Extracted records
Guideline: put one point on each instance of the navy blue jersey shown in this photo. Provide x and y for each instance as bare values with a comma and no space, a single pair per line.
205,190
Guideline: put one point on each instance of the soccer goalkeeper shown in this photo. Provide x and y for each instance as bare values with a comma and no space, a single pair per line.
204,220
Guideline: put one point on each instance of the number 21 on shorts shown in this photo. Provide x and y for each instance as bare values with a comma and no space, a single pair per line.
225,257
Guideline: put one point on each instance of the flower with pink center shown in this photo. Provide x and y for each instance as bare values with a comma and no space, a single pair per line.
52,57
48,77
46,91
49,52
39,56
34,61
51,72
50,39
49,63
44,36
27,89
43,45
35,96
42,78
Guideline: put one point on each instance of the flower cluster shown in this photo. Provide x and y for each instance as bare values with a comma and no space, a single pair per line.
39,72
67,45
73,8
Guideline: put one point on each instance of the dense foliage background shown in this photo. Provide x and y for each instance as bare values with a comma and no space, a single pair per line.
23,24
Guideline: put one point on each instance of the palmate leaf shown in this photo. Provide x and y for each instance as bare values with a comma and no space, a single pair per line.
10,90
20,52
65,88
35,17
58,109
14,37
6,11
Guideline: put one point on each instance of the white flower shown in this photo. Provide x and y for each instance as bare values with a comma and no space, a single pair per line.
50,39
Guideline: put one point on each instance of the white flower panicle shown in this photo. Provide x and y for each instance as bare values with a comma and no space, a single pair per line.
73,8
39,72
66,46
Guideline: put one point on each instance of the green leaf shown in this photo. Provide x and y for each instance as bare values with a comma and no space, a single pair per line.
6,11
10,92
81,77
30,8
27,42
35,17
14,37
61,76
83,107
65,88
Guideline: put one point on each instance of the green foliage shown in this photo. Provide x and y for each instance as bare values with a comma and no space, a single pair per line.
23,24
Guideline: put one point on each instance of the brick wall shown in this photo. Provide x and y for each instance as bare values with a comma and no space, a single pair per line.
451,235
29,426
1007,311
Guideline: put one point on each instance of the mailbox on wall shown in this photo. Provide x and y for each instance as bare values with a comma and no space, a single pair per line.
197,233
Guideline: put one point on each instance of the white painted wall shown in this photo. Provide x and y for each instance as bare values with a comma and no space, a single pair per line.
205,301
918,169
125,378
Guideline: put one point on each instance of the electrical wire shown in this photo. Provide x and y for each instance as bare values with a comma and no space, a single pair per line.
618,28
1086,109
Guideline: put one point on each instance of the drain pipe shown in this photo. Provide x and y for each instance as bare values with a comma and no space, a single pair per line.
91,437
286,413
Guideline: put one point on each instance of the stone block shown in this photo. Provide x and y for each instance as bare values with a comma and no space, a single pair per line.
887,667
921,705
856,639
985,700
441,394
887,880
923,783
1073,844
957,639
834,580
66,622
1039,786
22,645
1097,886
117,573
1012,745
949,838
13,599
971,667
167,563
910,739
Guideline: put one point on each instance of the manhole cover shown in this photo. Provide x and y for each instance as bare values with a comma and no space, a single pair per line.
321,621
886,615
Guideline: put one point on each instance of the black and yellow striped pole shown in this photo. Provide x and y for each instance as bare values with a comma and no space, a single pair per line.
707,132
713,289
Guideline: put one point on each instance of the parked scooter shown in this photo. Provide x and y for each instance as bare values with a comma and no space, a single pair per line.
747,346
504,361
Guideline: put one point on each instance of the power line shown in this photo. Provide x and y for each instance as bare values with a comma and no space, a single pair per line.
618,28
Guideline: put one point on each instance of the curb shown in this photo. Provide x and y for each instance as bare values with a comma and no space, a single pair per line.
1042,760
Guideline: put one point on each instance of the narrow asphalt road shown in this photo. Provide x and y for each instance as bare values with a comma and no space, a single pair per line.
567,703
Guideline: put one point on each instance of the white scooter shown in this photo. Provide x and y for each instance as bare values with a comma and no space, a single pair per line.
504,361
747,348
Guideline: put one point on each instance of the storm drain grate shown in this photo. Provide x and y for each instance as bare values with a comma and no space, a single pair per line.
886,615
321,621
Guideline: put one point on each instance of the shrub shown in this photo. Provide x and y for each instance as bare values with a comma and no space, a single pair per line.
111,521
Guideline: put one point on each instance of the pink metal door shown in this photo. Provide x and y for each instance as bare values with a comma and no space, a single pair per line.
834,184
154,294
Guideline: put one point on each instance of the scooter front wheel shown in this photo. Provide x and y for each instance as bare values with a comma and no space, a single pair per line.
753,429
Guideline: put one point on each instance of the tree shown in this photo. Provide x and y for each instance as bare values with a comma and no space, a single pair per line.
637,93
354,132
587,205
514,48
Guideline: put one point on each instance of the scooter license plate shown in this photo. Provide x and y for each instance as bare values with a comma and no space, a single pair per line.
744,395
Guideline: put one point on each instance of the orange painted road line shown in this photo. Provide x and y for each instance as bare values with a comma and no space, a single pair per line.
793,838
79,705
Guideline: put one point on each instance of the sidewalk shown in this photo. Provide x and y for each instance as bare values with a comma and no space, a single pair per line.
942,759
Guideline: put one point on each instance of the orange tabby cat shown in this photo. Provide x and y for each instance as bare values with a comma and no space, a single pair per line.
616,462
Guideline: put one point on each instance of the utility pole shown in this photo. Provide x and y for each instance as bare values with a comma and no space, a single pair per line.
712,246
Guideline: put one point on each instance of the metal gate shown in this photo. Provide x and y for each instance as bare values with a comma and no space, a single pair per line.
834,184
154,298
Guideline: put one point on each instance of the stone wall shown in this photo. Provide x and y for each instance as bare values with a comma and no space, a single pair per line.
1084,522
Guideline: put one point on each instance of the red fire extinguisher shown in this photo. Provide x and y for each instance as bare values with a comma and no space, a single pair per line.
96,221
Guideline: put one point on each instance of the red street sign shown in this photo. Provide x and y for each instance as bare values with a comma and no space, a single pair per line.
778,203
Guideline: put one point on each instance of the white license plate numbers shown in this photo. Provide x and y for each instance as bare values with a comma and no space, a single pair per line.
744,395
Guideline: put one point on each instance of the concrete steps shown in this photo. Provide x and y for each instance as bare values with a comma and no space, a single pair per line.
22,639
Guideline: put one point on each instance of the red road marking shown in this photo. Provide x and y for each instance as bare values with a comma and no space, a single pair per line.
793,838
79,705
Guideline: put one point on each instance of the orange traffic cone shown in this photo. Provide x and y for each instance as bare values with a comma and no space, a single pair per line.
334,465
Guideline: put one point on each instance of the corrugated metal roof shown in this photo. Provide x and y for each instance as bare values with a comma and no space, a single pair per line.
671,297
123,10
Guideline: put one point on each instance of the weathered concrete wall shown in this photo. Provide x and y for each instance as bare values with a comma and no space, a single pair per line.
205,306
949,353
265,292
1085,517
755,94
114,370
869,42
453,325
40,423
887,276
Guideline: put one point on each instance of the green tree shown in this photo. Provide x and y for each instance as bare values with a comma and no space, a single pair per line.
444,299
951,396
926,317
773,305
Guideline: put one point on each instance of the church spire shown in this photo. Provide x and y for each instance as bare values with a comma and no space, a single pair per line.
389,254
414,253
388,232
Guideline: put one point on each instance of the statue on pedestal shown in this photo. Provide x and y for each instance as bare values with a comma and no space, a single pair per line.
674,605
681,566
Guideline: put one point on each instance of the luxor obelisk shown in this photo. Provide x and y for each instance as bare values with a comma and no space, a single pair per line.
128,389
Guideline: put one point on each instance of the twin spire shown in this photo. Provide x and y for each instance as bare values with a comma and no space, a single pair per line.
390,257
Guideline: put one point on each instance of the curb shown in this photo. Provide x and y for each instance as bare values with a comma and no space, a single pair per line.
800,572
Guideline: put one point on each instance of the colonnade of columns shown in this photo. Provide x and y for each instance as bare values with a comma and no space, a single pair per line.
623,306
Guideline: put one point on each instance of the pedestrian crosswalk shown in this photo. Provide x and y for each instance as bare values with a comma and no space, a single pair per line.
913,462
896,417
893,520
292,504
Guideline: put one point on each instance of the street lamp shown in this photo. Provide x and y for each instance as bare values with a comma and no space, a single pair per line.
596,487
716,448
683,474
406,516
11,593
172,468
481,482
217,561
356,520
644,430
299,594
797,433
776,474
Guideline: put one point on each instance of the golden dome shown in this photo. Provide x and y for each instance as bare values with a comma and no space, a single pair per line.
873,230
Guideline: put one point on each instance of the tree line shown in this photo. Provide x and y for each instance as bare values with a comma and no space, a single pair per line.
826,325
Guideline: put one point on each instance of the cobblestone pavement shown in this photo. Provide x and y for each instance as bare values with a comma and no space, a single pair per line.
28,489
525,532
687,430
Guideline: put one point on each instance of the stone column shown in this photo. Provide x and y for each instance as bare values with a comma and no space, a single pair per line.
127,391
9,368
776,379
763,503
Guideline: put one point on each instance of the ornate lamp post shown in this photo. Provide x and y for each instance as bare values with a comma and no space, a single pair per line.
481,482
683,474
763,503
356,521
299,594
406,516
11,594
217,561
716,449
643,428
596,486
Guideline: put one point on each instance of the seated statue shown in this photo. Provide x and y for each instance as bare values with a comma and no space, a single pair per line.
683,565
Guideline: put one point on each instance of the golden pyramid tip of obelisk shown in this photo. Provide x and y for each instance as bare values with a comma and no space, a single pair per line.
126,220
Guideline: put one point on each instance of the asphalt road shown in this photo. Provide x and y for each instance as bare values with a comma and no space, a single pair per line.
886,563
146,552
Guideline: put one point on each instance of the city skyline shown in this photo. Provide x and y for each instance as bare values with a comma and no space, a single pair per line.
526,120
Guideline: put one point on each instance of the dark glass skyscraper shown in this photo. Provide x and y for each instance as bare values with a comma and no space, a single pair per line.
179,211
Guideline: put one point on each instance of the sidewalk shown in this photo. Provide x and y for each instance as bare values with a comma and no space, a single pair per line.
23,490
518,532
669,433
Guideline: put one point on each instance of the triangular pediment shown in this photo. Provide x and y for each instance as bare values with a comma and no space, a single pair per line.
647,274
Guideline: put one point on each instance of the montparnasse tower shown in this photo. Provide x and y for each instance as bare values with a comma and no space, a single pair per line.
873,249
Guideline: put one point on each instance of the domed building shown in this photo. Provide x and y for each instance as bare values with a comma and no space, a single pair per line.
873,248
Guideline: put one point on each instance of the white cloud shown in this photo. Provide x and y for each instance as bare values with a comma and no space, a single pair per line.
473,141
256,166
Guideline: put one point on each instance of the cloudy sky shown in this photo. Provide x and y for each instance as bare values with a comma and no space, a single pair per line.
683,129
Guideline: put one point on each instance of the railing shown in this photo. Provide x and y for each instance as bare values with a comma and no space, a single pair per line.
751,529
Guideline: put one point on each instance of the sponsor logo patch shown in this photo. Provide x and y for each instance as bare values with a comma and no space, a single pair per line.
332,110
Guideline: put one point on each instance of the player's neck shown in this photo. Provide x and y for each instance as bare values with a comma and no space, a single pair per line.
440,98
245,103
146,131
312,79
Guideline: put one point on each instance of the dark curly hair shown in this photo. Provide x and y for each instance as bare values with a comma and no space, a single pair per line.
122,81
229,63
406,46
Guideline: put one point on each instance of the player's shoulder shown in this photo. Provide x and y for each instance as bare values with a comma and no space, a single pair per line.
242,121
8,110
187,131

# TASK REQUIREMENTS:
Reproduce nothing but the lines from the line containing "Guideline: put one point on each instance of the white cloud" to the last line of the data, each exactly as written.

# WRITTEN RESPONSE:
Guideline: put one point on each instance of the white cloud shown in this photo. Provide x and y for each instance as bare values with a comma and no space, a single pair per line.
473,141
256,166
Guideline: put one point on each instance of the cloudy sky shown in this photo. Provide x and y for each instance as bare values with a comma and no space, a single pair per line.
683,129
Guideline: put one point on each instance of the railing shown in this photo. Provide x and y for each instance as bare values with a comma and no space, a single pair per line.
751,529
Guideline: put one point on each instance of the sponsor logo patch shown in this photo. Provide x and y for each instance as bare values with a comma and no space, a single pair per line.
332,110
Guideline: put one point on each instance of the player's neck shown in this photo. Provide x and y for each instance as bare values with a comma and no space, a single pair per line.
440,98
245,103
146,131
312,79
Guideline: put one point on each instance of the dark curly hair shown in this photo. Provide x and y for each instance as bare values with a comma and no space, a single pair per line.
122,81
229,63
406,46
Guideline: put one point on each instance of the player's shoulder shown in this photo. Provide x and y for each instance as bare values with a comma and no space, a single pair per line.
242,121
8,110
187,131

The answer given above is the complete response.